- **Page excerpt**
════════════════

But perhaps that is to draw too straight a line — for as always with the rising Horne, it is wise to follow the money, or at least the ambition. In 1954 he agreed to return to Australia at Frank Packer’s behest: he would edit a new tabloid, Weekend. He agreed he would come back for six months, and left his wife behind in England, but he remained in Australia and the marriage ended.

Weekend was tabloid trash but sold very well, reaching a half-million circulation and boosting Horne’s stocks in the company and the world of Sydney journalism. The aspiring novelist who had abandoned mediocre Australia now built a career wallowing in that very same mediocrity as the editor of a rag that featured swimsuit models, but it also meant he was a well-paid Packer executive.

The identity as “intellectual” remained, however, and Packer was prepared to indulge him by supporting a new venture, the Observer. It was part of an efflorescence of new quality publications of the late 1950s and early 1960s that also included Tom Fitzgerald’s Nation. A talented group of writers and thinkers coalesced around these publications — Peter Coleman, a former philosophy lecturer and future politician, worked on the Observer, for instance, and the young art critic Robert Hughes would write for both publications.

════════════════

Carry on the account of Horne's career in Sydney journalism, starting right after its final sentence.

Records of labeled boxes

════════════════

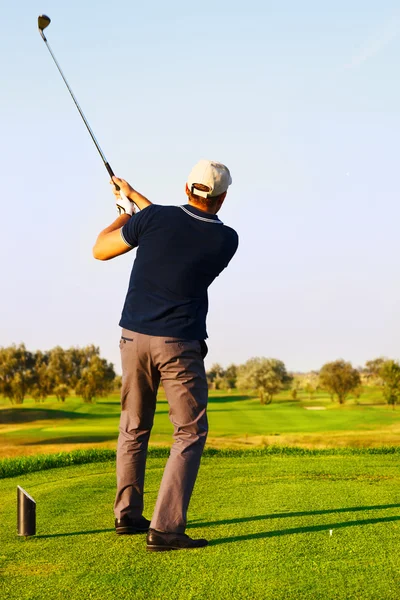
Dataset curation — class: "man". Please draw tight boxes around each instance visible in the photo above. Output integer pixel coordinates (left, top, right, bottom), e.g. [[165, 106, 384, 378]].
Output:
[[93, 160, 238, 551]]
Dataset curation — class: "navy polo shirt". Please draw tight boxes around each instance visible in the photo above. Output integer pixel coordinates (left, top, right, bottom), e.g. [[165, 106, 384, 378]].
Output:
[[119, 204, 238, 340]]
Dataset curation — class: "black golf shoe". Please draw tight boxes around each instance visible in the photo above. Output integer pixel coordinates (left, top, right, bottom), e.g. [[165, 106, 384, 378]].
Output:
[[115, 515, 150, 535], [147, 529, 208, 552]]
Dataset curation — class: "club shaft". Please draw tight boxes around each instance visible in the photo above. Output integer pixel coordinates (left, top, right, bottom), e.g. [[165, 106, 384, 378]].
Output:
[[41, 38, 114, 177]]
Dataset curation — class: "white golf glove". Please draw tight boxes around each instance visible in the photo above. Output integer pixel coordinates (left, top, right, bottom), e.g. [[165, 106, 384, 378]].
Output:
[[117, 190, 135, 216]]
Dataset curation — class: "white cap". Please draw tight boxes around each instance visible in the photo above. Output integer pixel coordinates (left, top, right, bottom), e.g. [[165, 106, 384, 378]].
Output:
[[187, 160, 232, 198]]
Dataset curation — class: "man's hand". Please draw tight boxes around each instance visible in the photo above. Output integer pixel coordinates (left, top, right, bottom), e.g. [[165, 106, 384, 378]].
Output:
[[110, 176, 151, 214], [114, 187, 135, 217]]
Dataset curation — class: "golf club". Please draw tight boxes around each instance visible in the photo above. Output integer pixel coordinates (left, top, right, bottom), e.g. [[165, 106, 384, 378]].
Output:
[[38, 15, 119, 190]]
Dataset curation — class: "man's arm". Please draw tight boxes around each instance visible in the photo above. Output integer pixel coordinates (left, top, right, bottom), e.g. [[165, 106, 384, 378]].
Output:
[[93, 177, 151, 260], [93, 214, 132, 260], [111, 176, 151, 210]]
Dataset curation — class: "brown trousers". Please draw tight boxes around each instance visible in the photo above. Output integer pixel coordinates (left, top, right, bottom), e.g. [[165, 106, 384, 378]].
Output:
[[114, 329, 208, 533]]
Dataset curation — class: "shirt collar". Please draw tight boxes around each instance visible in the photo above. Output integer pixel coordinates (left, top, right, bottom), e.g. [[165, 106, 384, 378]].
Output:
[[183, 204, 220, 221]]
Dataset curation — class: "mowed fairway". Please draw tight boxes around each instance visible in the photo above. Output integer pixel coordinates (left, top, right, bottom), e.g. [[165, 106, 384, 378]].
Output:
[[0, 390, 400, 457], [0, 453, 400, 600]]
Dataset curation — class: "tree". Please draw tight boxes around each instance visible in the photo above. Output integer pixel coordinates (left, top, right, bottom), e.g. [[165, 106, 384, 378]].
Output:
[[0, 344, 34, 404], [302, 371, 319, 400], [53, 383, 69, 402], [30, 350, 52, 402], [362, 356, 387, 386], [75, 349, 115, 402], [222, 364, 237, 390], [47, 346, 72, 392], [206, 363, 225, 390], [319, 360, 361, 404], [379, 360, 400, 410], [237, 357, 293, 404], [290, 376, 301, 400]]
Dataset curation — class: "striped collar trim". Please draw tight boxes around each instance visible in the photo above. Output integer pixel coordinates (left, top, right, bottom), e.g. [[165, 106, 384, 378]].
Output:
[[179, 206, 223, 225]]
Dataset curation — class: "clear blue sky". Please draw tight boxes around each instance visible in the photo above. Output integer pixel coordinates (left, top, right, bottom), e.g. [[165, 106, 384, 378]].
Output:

════════════════

- **Output**
Packer’s acquisition of the ailing Bulletin brought the Observer to an end, for he wanted Horne to edit it and refused to support two such publications. Horne famously modernised the Bulletin, removing the “Australia for the White Man” slogan from the masthead as well as much of the old staff. But Packer removed Horne himself from the job in 1962, causing him to fall back on tabloid editing. That was never going to last, and it didn’t. A humiliated Horne temporarily left the Packer stable.

Next for Horne came a period in advertising, and a role editing Quadrant. In many ways, his timing for the latter was poor, for that magazine, founded in 1956, was an instrument of the cultural cold war and, as would soon be revealed, was receiving CIA funding. Horne had nonetheless found a group of intellectual — and dining — companions in the Australian Association for Cultural Freedom, which published the magazine.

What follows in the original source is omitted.